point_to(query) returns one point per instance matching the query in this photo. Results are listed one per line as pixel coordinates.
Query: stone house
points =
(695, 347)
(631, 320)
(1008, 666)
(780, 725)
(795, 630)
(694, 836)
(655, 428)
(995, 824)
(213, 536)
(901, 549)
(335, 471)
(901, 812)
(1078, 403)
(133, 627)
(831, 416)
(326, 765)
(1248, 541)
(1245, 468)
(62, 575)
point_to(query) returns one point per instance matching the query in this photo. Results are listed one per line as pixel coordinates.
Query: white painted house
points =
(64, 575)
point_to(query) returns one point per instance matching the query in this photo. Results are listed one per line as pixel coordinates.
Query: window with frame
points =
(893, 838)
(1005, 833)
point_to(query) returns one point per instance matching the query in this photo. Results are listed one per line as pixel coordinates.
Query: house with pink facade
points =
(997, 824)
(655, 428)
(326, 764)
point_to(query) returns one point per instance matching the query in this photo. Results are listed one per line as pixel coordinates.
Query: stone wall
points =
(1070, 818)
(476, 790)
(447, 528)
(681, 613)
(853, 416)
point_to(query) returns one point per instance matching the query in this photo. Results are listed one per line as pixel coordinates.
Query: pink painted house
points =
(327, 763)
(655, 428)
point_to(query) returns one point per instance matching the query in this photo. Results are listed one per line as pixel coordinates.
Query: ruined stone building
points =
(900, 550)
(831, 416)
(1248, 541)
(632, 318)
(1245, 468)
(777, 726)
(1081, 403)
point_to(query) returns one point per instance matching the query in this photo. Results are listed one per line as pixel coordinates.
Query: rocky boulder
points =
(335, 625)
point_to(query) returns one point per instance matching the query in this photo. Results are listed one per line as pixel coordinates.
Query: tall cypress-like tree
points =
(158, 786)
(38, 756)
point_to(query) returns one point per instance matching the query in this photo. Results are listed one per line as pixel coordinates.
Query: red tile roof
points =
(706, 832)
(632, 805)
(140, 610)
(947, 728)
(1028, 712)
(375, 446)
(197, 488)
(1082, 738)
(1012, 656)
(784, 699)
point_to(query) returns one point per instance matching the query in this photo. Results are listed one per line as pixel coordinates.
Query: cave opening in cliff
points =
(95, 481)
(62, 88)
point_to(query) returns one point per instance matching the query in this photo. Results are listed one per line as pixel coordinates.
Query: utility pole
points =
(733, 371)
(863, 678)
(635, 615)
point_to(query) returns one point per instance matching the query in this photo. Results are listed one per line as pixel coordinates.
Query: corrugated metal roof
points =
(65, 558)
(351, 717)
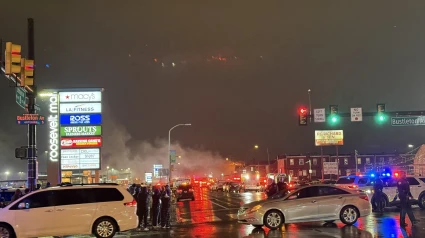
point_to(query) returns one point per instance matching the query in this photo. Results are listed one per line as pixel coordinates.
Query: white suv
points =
(99, 209)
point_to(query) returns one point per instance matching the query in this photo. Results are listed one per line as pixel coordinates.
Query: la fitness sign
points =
(53, 122)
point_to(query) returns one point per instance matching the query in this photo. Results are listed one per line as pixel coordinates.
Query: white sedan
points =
(308, 204)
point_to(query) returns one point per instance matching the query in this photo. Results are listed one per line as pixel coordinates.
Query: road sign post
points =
(21, 97)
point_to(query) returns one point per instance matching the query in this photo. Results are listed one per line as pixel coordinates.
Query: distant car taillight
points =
(131, 204)
(365, 197)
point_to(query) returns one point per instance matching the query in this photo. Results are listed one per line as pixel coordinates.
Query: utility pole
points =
(32, 143)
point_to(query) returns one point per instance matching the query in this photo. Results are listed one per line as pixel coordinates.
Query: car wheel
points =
(421, 201)
(6, 231)
(104, 228)
(349, 215)
(273, 219)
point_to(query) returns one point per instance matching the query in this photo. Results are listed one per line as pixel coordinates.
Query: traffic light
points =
(381, 116)
(333, 117)
(12, 58)
(302, 113)
(27, 72)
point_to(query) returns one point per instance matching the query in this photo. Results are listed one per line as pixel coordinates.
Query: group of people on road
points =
(403, 193)
(154, 203)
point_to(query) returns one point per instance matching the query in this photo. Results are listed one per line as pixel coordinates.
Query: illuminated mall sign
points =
(53, 122)
(67, 131)
(81, 119)
(93, 96)
(81, 142)
(71, 108)
(72, 159)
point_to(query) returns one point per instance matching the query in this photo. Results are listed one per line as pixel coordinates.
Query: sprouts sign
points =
(74, 121)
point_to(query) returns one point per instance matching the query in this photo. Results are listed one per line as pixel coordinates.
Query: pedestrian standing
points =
(165, 207)
(404, 194)
(156, 201)
(143, 208)
(378, 188)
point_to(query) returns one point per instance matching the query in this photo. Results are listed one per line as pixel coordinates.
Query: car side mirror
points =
(24, 205)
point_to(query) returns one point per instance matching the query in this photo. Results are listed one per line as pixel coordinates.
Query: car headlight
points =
(254, 209)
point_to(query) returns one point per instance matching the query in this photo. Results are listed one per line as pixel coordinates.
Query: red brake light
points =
(365, 197)
(131, 204)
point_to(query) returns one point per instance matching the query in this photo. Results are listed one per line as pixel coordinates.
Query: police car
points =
(417, 189)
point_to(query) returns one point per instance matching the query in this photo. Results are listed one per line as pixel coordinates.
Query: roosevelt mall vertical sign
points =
(75, 126)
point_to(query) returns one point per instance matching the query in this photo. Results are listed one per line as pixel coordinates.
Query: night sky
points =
(236, 70)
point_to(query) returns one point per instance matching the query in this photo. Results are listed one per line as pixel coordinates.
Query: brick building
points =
(299, 165)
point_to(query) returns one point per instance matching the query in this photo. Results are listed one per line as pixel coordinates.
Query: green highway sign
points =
(21, 96)
(408, 121)
(81, 131)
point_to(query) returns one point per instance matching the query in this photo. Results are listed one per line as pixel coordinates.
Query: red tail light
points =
(365, 197)
(131, 204)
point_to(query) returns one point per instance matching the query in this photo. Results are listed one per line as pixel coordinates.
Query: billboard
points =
(67, 131)
(94, 96)
(79, 119)
(71, 108)
(329, 137)
(81, 142)
(72, 159)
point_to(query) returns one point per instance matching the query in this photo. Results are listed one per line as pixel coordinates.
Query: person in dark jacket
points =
(156, 201)
(404, 194)
(143, 207)
(165, 207)
(378, 188)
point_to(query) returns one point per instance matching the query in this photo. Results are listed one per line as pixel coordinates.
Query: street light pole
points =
(169, 148)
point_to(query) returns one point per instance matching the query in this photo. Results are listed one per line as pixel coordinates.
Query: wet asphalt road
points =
(213, 214)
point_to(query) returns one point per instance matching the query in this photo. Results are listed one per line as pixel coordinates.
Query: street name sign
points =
(319, 115)
(356, 114)
(408, 121)
(21, 97)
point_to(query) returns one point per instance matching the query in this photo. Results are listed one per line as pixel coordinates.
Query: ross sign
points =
(72, 159)
(81, 131)
(329, 137)
(81, 142)
(27, 119)
(172, 156)
(148, 177)
(71, 108)
(53, 128)
(330, 167)
(319, 115)
(356, 114)
(408, 121)
(21, 97)
(94, 96)
(79, 119)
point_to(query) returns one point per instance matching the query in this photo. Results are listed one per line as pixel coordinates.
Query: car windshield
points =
(346, 180)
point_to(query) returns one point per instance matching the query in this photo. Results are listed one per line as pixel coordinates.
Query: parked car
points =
(99, 209)
(185, 191)
(307, 204)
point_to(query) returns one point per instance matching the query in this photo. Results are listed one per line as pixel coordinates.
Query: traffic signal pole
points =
(32, 142)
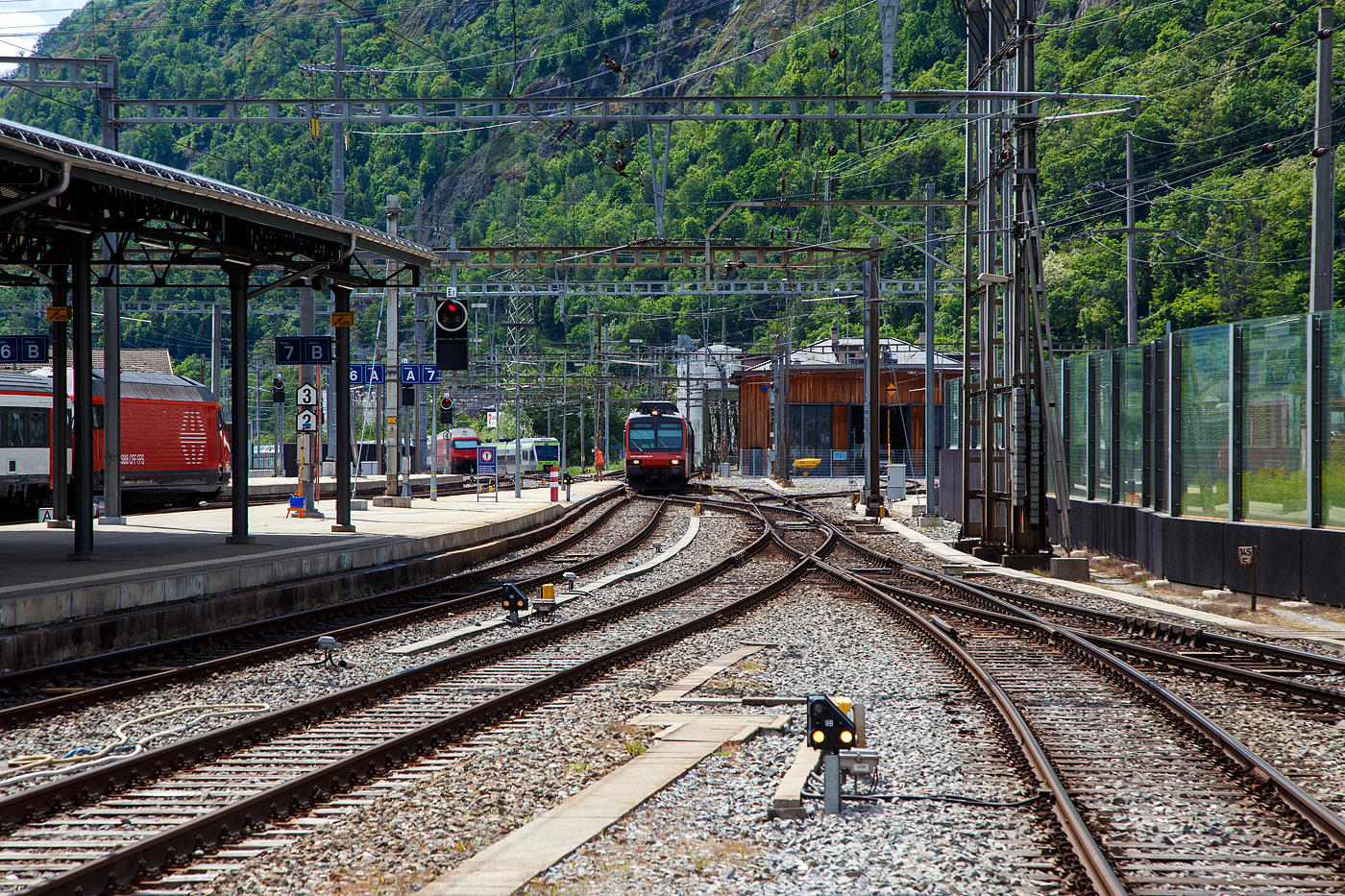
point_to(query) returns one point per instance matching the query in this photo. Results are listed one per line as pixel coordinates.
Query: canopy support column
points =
(84, 401)
(238, 401)
(60, 399)
(342, 378)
________________
• [YOUR INSTRUCTIONS] Reproduce each entry verbatim, excluding any embedded images.

• [WORKED ANSWER]
point_to(query) returns one point per instance matching the query in this photo. Results are listed one per line as pixel coordinates.
Query: stone house
points =
(695, 347)
(631, 320)
(1008, 666)
(780, 725)
(795, 630)
(694, 836)
(655, 428)
(995, 824)
(213, 536)
(901, 549)
(335, 471)
(901, 812)
(1078, 403)
(133, 627)
(831, 416)
(326, 765)
(1248, 541)
(1245, 468)
(62, 575)
point_to(query) returns one point per instance matching the query in this photo. Results are listed one per line as pixel coordinates.
Query: white painted house
points =
(64, 575)
point_to(query) returns one point per instance matching the query in this photo. Results are listed one per line as pixel coordinates.
Query: window with frame
points =
(893, 838)
(1005, 833)
point_to(query) returns one point per instance matching the query in this photo. Results are listed one per line as pixel coordinates.
Query: house with pink facade
points =
(997, 824)
(655, 428)
(326, 764)
point_to(query) returns one point per instance matching the query in this photo. Results are listed one per line as pixel coordinates.
Query: stone wall
points =
(1070, 818)
(476, 790)
(447, 528)
(681, 613)
(853, 416)
point_to(query) returns one point per instance matching the query in this photo. Results are listed one per line as pixel coordinates.
Query: pink painted house
points =
(327, 763)
(655, 428)
point_to(query) returns one point per instance matching the query in this photo. Results are listed one per line as pixel coordinates.
Query: ruined stone building
points =
(900, 550)
(831, 416)
(1248, 541)
(632, 318)
(1245, 468)
(777, 726)
(1081, 403)
point_to(query) returns one point per instance matching the query in this photo. Results are listed one per line as pixel coordinates.
Query: rocky boulder
points =
(335, 625)
point_to(query) returns one point per instance matching the query in this photo. Results are listed one per line as pixel coordinates.
Query: tall cypress-like tree
points =
(158, 786)
(38, 756)
point_to(query) returns one point per instance matching the query in this photo. Results are listed one per line as pixel coordinates.
Query: red tile roof
points =
(706, 832)
(632, 805)
(140, 610)
(947, 728)
(1028, 712)
(375, 446)
(197, 488)
(1082, 738)
(1012, 656)
(784, 699)
point_to(query) returns one point per instance matching the query in this photo. Results are listed one per line as pixel coordinates.
Query: cave opening in cliff
points =
(95, 481)
(62, 88)
point_to(query) returns one point per instance matching the query in this photo. Results are listed one per line as pixel coordinates.
Query: utility pole
points =
(733, 371)
(863, 678)
(635, 615)
point_to(query) returns one point per instance matching the query in this photo. Results are listed one per line as pixel coordinates.
Query: corrugated metal roof
points =
(65, 558)
(351, 717)
point_to(query) returns one point per instance matching the query in this photo. Results are listed one per line as pixel coordinates.
Query: white suv
points =
(99, 209)
point_to(query) returns one point per instance matching the query in this photo. Results are listed one per line as pixel coordinates.
Query: la fitness sign
points =
(53, 122)
point_to(query) returns one point per instance matching the query in this photo. Results are listed one per line as pixel coordinates.
Query: white sedan
points =
(308, 204)
point_to(query) returns one point per instance matching the query in this photo. Results are listed one per line as pixel coordinates.
Query: road sign post
points =
(21, 97)
point_to(query) returns one point per instance matching the query in this photo. Results are listed one per line as pixel coordinates.
Query: distant car taillight
points =
(131, 204)
(365, 197)
point_to(query) returns one point per instance matching the query in this photo. Results are listed one per line as pixel coordinates.
Query: utility pole
points =
(32, 143)
point_to(query) returns one point per instance matching the query in this photo. Results are listed one per line as pixel coordinates.
Query: car wheel
points =
(421, 201)
(6, 231)
(104, 228)
(349, 215)
(273, 219)
point_to(query) returns one point per instance matching the query in this photo. Results are listed one per line as pixel coordinates.
Query: traffic light
points =
(381, 116)
(333, 117)
(12, 58)
(302, 113)
(27, 72)
point_to(query) returns one point per instance matching the query in this photo. Results are listed one per line as pixel coordinates.
Query: group of people on road
points =
(403, 193)
(154, 203)
point_to(query) returns one point per instance matching the query in this photo. Results are listed one per line as pixel coordinates.
Query: illuminated mall sign
points =
(53, 122)
(67, 131)
(81, 119)
(93, 96)
(81, 142)
(71, 108)
(72, 159)
point_to(query) returns one point per instance matching the query in this photo. Results are listed one per line as pixel coordinates.
Query: sprouts sign
points =
(74, 121)
point_to(query) returns one point per instance matching the query in this photo. Results are listed one per line as pixel coordinates.
Query: pedestrian standing
points =
(165, 207)
(404, 194)
(156, 201)
(143, 208)
(378, 188)
point_to(query) returns one point per instance matching the query in this photo. Results are listed one per line as pixel coordinates.
Query: car side mirror
points =
(24, 205)
point_to(query) returns one point per instance matching the query in this photo. Results are listed one per line as pixel coordinates.
Query: car headlight
points =
(254, 209)
point_to(query) returns one point per instance matching the query in this photo. Results are listed one per line as pixel coordinates.
Query: red brake light
points =
(365, 197)
(131, 204)
point_to(query) returns one point per instance matching the query in this photo. Results are listed one per line as pixel coordinates.
Query: police car
points =
(417, 189)
point_to(query) returns one point per instance matching the query in this photo. Results are listed one per line as pixel coordinates.
Query: roosevelt mall vertical sign
points =
(75, 126)
point_to(query) returns one point per instance matching the query in this photo. Results are listed one per line as pixel coordinates.
Query: night sky
points =
(236, 70)
point_to(query) returns one point per instance matching the query in this photo. Results are listed one per line as pixel coordinates.
Query: brick building
points =
(299, 165)
point_to(query) returns one point per instance matching the query in this photo. Results are listed one per line as pixel coordinates.
Query: green highway sign
points =
(21, 96)
(408, 121)
(81, 131)
point_to(query) returns one point per instance matching the query in this photo. Results are listed one per line as pixel coordinates.
Query: red tail light
points =
(365, 197)
(131, 204)
point_to(query) returns one point per instance matching the query in this photo. Results are listed one per line as pixel coordinates.
Query: billboard
points =
(67, 131)
(94, 96)
(79, 119)
(71, 108)
(329, 137)
(81, 142)
(72, 159)
point_to(query) returns one point per instance matching the query in this photo. Results are listed one per line as pixel coordinates.
Query: person in dark jacket
points =
(156, 201)
(404, 194)
(143, 207)
(165, 207)
(378, 188)
point_to(query) returns one point per instance matching the query in this photo. Results are listed one per line as pixel coordinates.
Query: street light pole
points =
(169, 148)
point_to(query) returns one point per instance matching the query in this photo. Results are listed one per line as pixel coordinates.
Query: wet asphalt road
points =
(213, 214)
point_to(query) returns one point per instance matching the query in this photo. Results are listed one per line as pixel coordinates.
Query: street name sign
points =
(319, 115)
(356, 114)
(408, 121)
(21, 97)
point_to(query) returns one point per instance matching the query in this photo. Results are listed one per line as pixel coordinates.
Query: ross sign
points =
(72, 159)
(81, 131)
(329, 137)
(81, 142)
(27, 119)
(172, 156)
(148, 177)
(71, 108)
(53, 128)
(330, 167)
(319, 115)
(356, 114)
(408, 121)
(21, 97)
(94, 96)
(79, 119)
point_to(query) returns one point per instance matching the query in this photo. Results are listed one per line as pixel coordinates.
Query: car windshield
points =
(346, 180)
point_to(query) returns one point per instance matching the query in this photo. Results are listed one per line as pixel coordinates.
Query: parked car
points =
(99, 209)
(185, 191)
(307, 204)
point_to(query) returns one point per instance matching the query in this photo. Results are listed one per line as pixel coordinates.
Query: traffic signal pole
points =
(32, 142)
point_to(query) returns one point per instance matching the query in this photo. Results are listed one per line as pixel coordinates.
Query: canopy support column
points =
(84, 401)
(238, 401)
(60, 399)
(342, 378)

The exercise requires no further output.